TASK REQUIREMENTS:
1. Answer these questions from the statement:
(a) What was the writer's father's trade?
(b) What grade does the writer teach?
(c) What percentage of the students are Black and brown children?
2. Copy the statement from "I had the chance" up to and including "social justice issues.", switching "second-grade" to "third-grade".

I draw inspiration from my lived experience of growing up with a Mexican immigrant mother and a proud union ironworker father.
In college, I joined my classmates to address societal disparity on our campus. The workers, primarily people of color, were underpaid and had no voice, and I became involved in the effort to get them representation and a living wage.
I had the chance to serve as a page in the U.S. House, where I got an inside look at governing—and a system designed to give everyone a voice that too often gives power to just a few.
Through those experiences, I came to believe that organizing people to take collective action could bring about change and I committed myself further to those causes.
I’m a second-grade teacher, which affords me the opportunity to do what I love—inspire students; while working with the families of our working-class community of color.
I never forgot my union roots, I became active in NEA in my school and a founding member of a group focusing on social justice issues.
We are working hard to improve district curriculum that ignores the experience of the Black and brown children who make up 97% of our students. We’ve worked to address the safe return to in-person learning during the pandemic because students, educators, and their families deserve safe schools.
I’m also personally involved in a lawsuit filed by our union to keep one of our neighborhood schools from being taken over by a national chain of charter schools. The corporation trying to take over our school hasn’t adequately supported its other schools and the district has never invested sufficiently in ours.
While we have faced challenging times in recent years as educators and especially as members of the Latinx community, I am more optimistic than ever that the best times for our students, our schools, and our communities lie ahead of us.

DATA TO EXAMINE:
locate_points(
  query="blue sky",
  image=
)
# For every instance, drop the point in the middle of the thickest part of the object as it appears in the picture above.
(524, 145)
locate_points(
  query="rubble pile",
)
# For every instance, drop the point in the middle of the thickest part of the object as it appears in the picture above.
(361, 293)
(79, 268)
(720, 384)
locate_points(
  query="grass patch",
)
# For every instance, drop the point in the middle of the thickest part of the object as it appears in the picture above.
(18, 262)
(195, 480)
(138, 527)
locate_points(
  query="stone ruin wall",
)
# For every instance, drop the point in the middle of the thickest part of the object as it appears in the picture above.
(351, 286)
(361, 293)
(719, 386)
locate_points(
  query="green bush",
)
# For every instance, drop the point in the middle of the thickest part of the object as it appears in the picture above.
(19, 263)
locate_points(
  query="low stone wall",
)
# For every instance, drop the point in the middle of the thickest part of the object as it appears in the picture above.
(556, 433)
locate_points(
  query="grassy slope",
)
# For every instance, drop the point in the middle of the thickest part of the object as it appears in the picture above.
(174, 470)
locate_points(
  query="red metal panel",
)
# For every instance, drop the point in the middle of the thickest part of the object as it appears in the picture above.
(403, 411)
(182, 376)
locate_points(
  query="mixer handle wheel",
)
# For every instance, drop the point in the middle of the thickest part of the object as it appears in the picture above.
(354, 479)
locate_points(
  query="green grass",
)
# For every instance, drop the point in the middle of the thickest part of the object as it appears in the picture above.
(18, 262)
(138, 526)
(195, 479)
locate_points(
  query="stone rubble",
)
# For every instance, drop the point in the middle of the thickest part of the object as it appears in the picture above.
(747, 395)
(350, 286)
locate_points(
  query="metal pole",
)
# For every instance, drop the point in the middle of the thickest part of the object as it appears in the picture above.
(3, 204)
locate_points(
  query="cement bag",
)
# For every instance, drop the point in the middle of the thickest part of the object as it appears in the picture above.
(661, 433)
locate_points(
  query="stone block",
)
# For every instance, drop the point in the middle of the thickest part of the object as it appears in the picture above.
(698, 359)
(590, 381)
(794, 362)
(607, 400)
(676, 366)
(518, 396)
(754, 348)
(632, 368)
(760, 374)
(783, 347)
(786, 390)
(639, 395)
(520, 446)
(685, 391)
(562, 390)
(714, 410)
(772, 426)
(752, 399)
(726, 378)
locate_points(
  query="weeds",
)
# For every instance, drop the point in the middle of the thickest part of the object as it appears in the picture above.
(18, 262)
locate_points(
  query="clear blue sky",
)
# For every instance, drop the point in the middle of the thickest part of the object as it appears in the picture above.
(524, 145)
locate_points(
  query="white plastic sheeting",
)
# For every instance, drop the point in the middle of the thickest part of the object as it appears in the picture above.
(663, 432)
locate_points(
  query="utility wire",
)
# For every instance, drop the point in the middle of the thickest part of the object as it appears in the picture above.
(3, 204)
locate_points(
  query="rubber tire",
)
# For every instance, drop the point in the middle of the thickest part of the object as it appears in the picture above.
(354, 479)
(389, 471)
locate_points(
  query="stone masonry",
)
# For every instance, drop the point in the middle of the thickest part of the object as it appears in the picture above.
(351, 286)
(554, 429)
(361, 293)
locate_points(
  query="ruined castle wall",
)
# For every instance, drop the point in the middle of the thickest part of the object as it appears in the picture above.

RESPONSES BY ITEM NUMBER:
1.
(a) He was a union ironworker.
(b) Second grade.
(c) 97%.

2.
I had the chance to serve as a page in the U.S. House, where I got an inside look at governing—and a system designed to give everyone a voice that too often gives power to just a few.
Through those experiences, I came to believe that organizing people to take collective action could bring about change and I committed myself further to those causes.
I’m a third-grade teacher, which affords me the opportunity to do what I love—inspire students; while working with the families of our working-class community of color.
I never forgot my union roots, I became active in NEA in my school and a founding member of a group focusing on social justice issues.